# Instructions for the task
Reproduce the passage of the Peko text below that runs from "Import Peko into" up to and including "user’s browser client.", word for word.

# Text block
= = =

Read on, star/fork/clone away and feel free to contribute any ideas!
Getting started
- Install Deno
-
$ git clone https://github.com/sebringrose/peko.git
-
$ cd peko
-
$ deno run --allow-net --allow-env --allow-read --watch examples/preact/app.js
-
Edit
./examples/preact/src
for frontend changes and play with./examples/preact/app.js
for app server logic.
Import Peko into your own project:
import * as peko from "https://deno.land/x/peko/mod.ts"
Note: Lit-html VS Code plugin recommended if using HTM & Preact.
Deployment
Docker & Deno Deploy deployment guides coming soon!
This project aims to be ready for production soon but it is not complete with extensive testing yet! Use at your own risk.
How does it work?
Deno http server receives page requests and renders your frontend source modules to HTML. The Preact example codebase uses Preact UI components and preact-render-to-string for Server-Side Rendering (SSR). The HTML is injected into an HTML template along with any custom defined tags and request metadata before being served to the user’s browser client.
If env.ENVIRONMENT === "production"
page renders are also cached so subsequent requests can be served instantly until the page’s configurable cache lifetime is reached.

= = =

# Information given
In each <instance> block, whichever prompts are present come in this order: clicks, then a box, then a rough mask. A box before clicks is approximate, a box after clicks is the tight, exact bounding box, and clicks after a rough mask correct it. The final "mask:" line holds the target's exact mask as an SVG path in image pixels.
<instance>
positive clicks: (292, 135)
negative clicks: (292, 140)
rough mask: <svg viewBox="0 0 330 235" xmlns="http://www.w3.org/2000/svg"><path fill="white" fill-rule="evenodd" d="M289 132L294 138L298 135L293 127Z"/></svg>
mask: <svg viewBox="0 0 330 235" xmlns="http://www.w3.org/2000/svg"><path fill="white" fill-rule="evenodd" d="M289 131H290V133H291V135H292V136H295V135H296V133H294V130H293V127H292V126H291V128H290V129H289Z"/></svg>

= = =

# Task solution
Import Peko into your own project:
import * as peko from "https://deno.land/x/peko/mod.ts"
Note: Lit-html VS Code plugin recommended if using HTM & Preact.
Deployment
Docker & Deno Deploy deployment guides coming soon!
This project aims to be ready for production soon but it is not complete with extensive testing yet! Use at your own risk.
How does it work?
Deno http server receives page requests and renders your frontend source modules to HTML. The Preact example codebase uses Preact UI components and preact-render-to-string for Server-Side Rendering (SSR). The HTML is injected into an HTML template along with any custom defined tags and request metadata before being served to the user’s browser client.